Could you pick up the commentary below on the 2008 presidential candidates and their advisers and continue it from its final sentence?

__DOCUMENT EXCERPT__:
◆ ◆ ◆

It's hardly surprising, given Hillary's background in one of the highest profile law firms in the country – now renamed Rose Law Firm – representing Wal-Mart, Tyson Foods and the like. Obama, on the other hand, not only was a community organizer himself, but apparently as a bright young lawyer he turned down offers from more prestigious firms than Miner's to specialize in civil rights and social advocacy law, representing ACORN and the League of Women Voters and others (trouncing the Illinois governor and winning a 'Motor Voter' law), fighting red-lining (Citibank), and supporting whistleblowers and such. I claim it doesn't really matter if Clinton 'comes from money' and Obama doesn't, for example. Sen. Inouye (D-Hawaii), a Clinton supporter, who noted earlier this month that Obama attended an elite elementary school in an attempt to influence his state’s primary (Obama attended on a scholarship, while being raised by his single mom and grandmother) is beside the point, as is Rev. Wright's insight that Hillary Clinton is not black. What does matter is what, and what interests, the candidates represent. And on this score, their histories are telling.

McCain of course has an atrocious track record, no matter what Herr Limbaugh and Frau Coulter say. Maybe that's why Henry Kissinger is working for his campaign, not to mention a gaggle of war criminals and other miscreants including Lawrence Eagleburger, Alexander Haig, George Schultz and Colin Powell. It's a group that shares a lot, including – in a just world – a seat in the dock at the Hague. But the world is not that just. Hillary has of course Bill, as well as their former partner in state terror Madeleine Albright, as well as Richard Holbrooke (ugh!) and Bush Jr's "surge" plan co-author John Keane. Obama has the evil Zbigniew Brzezinski in his corner, but fewer big-name sociopaths as far as I can tell. Obama is, however, favored by others in the nefarious Council on Foreign Relations, as a recent Z article points out, because he is supposed to have the best grasp of the "historical moment", a sort of Machiavellian term as I understand it that is not at all a good sign. Of course other CFR spindoctors support Hillary or McCain (e.g. all those I mentioned above). Not the candidate with the most CFR votes wins, but the three with the strongest CFR cheerleading are in fact now the only contenders left.

◆ ◆ ◆

__RAW RECORDS__:

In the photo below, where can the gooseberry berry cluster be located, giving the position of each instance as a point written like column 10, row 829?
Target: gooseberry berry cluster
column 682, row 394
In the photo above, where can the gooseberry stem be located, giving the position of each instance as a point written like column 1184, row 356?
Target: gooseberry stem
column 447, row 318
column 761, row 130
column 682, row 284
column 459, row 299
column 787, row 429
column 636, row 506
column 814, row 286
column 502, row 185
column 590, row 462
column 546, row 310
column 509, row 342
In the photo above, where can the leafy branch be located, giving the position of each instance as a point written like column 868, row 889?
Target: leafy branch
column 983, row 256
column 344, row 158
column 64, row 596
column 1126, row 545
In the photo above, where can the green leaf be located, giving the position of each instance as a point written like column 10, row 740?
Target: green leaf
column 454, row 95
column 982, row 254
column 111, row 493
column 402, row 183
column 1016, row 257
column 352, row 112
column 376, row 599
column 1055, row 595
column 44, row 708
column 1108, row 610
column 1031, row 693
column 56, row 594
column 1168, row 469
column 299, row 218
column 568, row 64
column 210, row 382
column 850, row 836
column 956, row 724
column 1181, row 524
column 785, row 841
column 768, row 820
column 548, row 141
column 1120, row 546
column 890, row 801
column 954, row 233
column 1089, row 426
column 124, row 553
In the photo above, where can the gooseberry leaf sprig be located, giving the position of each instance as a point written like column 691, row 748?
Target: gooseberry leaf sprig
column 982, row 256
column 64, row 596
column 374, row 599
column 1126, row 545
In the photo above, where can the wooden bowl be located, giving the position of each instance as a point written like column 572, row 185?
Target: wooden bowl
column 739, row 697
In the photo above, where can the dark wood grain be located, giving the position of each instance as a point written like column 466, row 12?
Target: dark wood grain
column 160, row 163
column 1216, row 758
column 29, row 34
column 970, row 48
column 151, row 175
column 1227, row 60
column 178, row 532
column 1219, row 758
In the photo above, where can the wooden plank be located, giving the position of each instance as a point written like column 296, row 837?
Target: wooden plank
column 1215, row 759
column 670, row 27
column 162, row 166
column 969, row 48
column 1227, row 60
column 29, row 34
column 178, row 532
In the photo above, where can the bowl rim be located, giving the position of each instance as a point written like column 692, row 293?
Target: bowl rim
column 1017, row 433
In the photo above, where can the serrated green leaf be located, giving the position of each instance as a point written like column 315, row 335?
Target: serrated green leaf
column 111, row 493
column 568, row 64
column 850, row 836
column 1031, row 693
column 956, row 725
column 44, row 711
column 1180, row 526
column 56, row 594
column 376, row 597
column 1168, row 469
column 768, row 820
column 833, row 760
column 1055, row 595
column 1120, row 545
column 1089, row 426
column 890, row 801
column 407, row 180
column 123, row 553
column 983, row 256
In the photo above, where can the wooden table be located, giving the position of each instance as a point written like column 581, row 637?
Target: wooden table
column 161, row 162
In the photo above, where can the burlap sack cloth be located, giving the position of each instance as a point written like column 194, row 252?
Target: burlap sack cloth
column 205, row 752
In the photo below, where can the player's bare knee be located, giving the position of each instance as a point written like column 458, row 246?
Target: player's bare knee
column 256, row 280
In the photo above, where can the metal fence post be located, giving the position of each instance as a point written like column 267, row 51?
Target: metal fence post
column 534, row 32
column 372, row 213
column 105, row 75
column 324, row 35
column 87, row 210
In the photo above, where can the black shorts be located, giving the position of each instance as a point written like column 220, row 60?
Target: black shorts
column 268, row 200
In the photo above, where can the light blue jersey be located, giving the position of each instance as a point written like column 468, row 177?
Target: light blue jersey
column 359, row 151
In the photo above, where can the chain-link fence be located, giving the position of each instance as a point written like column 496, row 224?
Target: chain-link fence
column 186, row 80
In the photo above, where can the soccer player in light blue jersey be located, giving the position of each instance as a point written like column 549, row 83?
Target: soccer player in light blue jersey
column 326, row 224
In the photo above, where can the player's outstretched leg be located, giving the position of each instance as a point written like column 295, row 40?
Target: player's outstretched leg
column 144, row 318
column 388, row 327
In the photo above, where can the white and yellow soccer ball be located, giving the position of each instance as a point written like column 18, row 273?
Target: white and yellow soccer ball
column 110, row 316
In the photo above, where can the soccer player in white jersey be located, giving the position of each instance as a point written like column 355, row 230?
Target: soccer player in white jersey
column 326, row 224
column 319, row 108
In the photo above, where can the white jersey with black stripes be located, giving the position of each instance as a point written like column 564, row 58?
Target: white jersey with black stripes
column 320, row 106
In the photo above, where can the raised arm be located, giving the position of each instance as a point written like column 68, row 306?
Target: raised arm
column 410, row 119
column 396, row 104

◆ ◆ ◆

__FINAL RESULT__:
The Z article is actually refreshing in that it talks about the way in which ruling class interests, altho they don't strictly speaking choose the next prez, do narrow the field to the point that any candidate still standing when the music stops will serve their minority needs well enough. One way they do this is, not surprisingly, money. What may be surprising, tho, at least to many good liberals, is the particulars. Over 80 percent of all presidential campaign donations as of fall '07 went to six candidates: Clinton, Obama, Romney, Giuliani, McCain and Edwards (in that order). Almost 70 percent were over $1000 (i.e. not from you or me or probably anybody we know). The author goes into great detail, and it's fascinating, breaking out groups of big donors. "Big Capital" (finance, real estate, insurance) favors Clinton, then Giuliani, Romney and Obama. The big law firms favor Clinton, Edwards then Obama. Etc. Again, it's not that the one with the most 'high class' donations wins, but the proverbial 'playing field' is thereby tilted (and, as the author emphasizes, many potential candidates are eliminated).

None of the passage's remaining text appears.